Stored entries
══════
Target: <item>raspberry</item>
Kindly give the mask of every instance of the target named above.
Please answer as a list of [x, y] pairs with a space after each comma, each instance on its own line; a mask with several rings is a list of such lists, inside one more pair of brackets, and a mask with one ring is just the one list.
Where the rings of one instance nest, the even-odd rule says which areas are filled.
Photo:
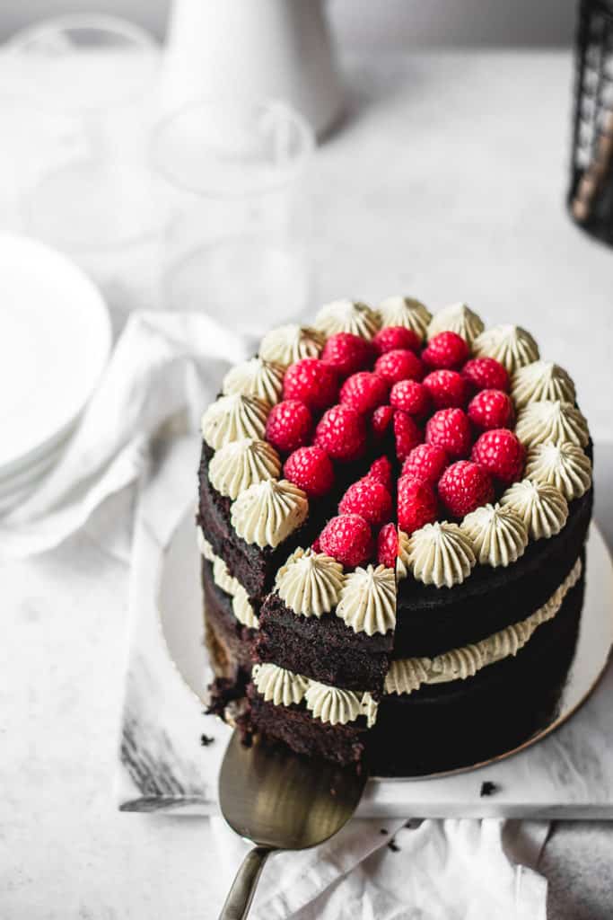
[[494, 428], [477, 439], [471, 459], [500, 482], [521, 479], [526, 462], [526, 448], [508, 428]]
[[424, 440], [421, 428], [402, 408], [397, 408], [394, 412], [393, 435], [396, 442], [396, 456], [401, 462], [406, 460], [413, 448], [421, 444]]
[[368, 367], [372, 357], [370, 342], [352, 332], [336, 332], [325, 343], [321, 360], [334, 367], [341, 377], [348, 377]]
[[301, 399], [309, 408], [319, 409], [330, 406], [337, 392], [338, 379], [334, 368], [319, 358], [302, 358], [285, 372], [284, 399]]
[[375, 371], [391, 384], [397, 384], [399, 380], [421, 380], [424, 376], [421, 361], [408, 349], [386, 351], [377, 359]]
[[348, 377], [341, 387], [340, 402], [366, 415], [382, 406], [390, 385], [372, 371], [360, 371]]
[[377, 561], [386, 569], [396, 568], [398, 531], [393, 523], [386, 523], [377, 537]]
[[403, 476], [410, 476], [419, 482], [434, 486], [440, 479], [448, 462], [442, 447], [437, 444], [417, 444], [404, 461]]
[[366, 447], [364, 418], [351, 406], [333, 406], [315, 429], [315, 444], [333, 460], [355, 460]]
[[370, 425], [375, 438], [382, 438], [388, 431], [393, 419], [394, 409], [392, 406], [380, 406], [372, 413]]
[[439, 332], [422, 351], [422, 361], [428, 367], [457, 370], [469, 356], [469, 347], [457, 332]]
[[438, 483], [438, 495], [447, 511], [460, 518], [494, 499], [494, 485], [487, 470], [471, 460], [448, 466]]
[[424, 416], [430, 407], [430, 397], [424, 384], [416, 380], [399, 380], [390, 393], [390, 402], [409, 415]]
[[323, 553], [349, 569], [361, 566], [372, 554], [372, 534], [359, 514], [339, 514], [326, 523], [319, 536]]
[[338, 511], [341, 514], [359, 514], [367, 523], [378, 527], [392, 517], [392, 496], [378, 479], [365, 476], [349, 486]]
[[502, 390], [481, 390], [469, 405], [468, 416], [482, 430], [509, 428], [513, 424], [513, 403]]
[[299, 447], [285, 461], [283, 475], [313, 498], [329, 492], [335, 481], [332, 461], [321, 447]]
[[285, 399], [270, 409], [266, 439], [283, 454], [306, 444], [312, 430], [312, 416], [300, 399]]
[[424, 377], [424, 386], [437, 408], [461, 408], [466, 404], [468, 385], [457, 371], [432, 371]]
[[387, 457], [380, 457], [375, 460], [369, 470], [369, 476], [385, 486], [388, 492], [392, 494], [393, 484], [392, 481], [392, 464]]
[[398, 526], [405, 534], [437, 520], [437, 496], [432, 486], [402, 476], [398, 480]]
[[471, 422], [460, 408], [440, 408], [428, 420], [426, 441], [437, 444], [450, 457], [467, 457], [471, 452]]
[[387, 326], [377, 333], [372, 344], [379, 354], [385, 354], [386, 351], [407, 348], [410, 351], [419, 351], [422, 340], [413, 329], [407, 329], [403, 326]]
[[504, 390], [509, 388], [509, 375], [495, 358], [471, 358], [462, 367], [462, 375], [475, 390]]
══════
# Exercise task:
Please print the lines of the records from the very first line up to and including the line with "Kindly give the".

# Output for this exercise:
Target: <item>raspberry</item>
Kindly give the mask of every instance of the target named above.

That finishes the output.